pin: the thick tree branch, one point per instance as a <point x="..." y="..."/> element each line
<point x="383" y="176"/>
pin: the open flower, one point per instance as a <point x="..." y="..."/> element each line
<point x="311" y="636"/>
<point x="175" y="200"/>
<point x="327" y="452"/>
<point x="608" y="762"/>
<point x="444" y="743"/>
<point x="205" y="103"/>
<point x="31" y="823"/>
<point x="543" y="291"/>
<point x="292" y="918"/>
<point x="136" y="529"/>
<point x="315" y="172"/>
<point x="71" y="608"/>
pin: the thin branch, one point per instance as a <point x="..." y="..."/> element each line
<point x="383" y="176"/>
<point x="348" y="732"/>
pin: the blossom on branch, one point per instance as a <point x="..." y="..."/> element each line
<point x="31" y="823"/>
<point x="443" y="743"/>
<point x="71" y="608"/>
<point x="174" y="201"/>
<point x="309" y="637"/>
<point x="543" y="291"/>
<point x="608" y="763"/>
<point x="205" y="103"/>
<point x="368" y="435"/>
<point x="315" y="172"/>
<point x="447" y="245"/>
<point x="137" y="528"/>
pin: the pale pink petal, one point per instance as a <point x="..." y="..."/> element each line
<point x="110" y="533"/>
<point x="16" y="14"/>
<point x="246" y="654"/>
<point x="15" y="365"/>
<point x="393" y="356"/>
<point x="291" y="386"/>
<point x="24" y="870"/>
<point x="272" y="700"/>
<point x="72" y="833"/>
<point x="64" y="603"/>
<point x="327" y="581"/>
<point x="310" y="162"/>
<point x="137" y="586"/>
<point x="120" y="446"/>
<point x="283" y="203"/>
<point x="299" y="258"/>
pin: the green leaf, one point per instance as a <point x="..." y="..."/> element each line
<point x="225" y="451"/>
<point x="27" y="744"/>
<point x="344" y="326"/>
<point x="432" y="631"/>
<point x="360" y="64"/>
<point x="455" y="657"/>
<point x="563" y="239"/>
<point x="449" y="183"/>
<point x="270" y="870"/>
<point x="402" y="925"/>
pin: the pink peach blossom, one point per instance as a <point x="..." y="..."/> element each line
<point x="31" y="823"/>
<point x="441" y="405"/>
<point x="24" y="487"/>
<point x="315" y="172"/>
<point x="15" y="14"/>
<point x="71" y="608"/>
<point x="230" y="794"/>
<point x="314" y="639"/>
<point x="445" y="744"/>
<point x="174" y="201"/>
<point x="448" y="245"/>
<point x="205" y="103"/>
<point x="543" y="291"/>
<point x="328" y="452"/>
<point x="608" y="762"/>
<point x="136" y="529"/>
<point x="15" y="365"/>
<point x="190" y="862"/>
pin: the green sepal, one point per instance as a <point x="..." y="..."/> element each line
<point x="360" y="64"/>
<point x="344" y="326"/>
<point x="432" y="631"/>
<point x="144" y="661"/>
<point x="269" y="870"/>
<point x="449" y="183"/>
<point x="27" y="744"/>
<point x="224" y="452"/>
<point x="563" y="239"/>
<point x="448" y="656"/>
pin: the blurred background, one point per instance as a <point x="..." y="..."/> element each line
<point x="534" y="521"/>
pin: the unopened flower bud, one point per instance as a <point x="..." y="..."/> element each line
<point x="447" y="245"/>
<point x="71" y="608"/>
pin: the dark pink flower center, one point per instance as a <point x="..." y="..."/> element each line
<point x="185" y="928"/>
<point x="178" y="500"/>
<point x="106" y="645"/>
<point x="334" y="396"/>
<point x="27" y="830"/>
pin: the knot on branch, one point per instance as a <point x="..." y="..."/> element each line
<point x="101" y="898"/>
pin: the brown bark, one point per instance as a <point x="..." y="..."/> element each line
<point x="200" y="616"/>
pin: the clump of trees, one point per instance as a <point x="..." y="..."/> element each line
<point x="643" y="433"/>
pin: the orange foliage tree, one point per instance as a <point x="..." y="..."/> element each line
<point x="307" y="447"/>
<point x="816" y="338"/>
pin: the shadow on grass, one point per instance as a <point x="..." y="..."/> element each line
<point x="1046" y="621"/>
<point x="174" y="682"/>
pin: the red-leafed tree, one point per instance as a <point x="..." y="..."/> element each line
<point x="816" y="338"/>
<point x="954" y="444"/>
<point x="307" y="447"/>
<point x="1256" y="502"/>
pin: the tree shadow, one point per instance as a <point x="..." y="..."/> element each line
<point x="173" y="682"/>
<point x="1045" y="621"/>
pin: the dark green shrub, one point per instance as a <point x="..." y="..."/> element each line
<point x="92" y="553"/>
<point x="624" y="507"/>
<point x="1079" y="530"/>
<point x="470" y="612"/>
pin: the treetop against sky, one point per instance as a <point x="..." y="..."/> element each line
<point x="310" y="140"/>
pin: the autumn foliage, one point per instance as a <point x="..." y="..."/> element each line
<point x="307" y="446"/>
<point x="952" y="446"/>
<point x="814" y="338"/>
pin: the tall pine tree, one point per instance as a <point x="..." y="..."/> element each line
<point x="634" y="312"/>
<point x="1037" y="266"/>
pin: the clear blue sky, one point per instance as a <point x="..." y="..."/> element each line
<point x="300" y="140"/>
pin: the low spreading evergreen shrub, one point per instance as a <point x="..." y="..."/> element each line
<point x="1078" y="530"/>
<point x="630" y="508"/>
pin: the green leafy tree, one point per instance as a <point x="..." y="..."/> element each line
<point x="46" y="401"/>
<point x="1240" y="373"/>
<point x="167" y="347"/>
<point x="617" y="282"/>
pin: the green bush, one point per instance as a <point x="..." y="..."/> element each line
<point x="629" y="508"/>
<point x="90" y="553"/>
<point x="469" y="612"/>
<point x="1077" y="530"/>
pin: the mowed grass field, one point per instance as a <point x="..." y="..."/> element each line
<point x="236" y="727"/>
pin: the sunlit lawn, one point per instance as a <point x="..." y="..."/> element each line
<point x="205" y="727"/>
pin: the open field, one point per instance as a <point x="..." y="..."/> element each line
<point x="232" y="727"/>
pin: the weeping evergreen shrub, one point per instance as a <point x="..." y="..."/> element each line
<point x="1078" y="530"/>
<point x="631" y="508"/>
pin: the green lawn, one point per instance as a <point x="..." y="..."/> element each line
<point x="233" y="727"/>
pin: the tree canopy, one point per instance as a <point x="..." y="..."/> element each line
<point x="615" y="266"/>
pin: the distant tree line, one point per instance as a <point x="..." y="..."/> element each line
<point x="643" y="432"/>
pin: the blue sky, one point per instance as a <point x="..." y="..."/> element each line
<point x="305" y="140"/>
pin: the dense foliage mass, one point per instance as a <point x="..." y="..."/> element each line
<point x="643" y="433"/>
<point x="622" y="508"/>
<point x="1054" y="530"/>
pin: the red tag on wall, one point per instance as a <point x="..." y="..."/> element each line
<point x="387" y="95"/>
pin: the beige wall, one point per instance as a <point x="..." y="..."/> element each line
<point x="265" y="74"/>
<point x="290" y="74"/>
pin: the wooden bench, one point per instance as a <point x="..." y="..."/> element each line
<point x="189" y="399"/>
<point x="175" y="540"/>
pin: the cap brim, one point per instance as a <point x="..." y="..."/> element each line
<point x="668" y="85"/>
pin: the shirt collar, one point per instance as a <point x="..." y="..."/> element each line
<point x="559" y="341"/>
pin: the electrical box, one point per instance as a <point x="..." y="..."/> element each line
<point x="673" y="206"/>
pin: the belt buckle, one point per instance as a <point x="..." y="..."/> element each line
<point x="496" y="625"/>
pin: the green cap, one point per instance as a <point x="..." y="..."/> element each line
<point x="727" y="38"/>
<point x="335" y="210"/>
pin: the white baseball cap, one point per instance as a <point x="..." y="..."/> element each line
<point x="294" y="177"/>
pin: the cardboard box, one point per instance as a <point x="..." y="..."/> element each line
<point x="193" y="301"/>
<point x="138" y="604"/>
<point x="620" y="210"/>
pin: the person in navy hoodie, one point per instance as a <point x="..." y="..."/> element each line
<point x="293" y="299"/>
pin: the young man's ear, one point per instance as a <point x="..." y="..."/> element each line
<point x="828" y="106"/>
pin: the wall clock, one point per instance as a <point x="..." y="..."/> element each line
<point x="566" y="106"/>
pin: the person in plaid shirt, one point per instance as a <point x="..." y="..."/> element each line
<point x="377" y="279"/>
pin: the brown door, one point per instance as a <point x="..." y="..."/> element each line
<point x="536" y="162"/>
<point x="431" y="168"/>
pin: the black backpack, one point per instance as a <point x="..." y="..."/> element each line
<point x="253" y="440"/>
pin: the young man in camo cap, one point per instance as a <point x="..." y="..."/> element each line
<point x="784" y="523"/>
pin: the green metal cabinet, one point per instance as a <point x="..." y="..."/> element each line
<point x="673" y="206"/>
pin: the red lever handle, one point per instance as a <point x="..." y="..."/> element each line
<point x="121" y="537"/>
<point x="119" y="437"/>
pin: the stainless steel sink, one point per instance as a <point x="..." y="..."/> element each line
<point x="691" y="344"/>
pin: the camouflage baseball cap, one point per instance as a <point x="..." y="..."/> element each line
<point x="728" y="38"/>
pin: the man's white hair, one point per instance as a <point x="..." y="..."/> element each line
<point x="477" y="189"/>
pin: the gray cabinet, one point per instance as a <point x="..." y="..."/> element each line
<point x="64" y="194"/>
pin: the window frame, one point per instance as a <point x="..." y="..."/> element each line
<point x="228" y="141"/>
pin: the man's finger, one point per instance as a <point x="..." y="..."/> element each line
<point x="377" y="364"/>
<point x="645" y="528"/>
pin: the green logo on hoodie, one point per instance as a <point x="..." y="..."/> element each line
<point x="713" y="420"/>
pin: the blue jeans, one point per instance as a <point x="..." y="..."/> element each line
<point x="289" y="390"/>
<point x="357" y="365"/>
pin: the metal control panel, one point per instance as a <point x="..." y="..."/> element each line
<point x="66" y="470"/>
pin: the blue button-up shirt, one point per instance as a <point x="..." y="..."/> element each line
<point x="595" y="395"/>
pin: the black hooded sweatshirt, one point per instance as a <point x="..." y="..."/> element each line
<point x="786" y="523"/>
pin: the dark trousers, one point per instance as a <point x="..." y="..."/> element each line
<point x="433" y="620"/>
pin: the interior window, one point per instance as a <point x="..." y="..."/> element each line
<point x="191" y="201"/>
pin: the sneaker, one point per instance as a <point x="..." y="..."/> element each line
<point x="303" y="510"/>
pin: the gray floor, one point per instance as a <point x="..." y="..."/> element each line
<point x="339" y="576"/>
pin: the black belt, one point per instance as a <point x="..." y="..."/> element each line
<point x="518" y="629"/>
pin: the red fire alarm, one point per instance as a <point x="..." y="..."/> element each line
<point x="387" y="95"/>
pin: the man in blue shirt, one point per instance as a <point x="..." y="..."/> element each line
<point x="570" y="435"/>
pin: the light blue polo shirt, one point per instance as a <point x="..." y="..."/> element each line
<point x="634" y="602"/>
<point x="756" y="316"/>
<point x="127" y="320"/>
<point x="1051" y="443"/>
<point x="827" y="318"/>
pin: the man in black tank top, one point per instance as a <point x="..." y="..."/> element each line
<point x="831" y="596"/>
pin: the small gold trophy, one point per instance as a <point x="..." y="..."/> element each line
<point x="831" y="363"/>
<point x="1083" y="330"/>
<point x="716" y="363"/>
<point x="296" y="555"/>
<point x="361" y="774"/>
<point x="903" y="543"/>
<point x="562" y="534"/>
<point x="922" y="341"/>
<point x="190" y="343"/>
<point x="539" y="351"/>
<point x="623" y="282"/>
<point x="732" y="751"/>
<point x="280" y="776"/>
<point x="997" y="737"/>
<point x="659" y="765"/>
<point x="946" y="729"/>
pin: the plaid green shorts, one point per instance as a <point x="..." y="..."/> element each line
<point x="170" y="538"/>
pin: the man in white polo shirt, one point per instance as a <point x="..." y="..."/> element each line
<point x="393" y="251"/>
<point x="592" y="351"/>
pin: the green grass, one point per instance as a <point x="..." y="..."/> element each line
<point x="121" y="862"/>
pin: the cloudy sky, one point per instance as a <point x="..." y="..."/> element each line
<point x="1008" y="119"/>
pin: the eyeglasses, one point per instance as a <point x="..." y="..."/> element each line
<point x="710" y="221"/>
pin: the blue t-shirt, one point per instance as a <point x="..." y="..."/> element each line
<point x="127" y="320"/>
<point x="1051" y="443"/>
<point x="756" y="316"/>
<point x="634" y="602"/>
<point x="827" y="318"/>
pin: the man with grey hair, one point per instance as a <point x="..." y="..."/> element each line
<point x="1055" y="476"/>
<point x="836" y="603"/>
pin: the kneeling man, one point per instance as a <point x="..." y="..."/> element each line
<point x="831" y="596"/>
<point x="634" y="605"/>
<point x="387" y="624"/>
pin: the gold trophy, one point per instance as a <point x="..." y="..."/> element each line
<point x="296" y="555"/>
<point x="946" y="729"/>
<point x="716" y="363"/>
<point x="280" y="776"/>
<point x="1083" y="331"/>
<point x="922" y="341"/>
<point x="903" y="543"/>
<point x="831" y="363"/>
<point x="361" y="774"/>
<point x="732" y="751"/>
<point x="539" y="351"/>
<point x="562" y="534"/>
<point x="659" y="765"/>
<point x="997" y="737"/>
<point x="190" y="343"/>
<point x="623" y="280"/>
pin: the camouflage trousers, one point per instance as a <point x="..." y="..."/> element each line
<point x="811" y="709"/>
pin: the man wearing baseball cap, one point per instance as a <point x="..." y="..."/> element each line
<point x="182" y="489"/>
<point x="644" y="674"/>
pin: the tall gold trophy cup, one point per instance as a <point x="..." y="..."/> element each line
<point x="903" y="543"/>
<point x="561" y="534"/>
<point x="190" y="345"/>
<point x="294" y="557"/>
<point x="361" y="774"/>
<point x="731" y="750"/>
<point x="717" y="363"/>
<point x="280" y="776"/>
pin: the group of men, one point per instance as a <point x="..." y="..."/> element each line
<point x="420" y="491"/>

────────────────────

- SET EXERCISE -
Please quote, word for word, the rows from the line holding "pin: the camouflage trousers, one" through the final row above, inclusive.

- SOLVED PROBLEM -
pin: the camouflage trousers, one point per instance as a <point x="..." y="..."/> element each line
<point x="811" y="709"/>
pin: the man wearing baseball cap, one point per instance as a <point x="..." y="..."/> element each line
<point x="182" y="489"/>
<point x="644" y="674"/>
pin: the tall gold trophy cup, one point per instance as a <point x="..." y="..."/> element each line
<point x="903" y="543"/>
<point x="561" y="534"/>
<point x="190" y="345"/>
<point x="294" y="557"/>
<point x="361" y="774"/>
<point x="731" y="750"/>
<point x="717" y="363"/>
<point x="280" y="776"/>
pin: the group of men, one point per instance as a <point x="..." y="..."/> element each line
<point x="420" y="491"/>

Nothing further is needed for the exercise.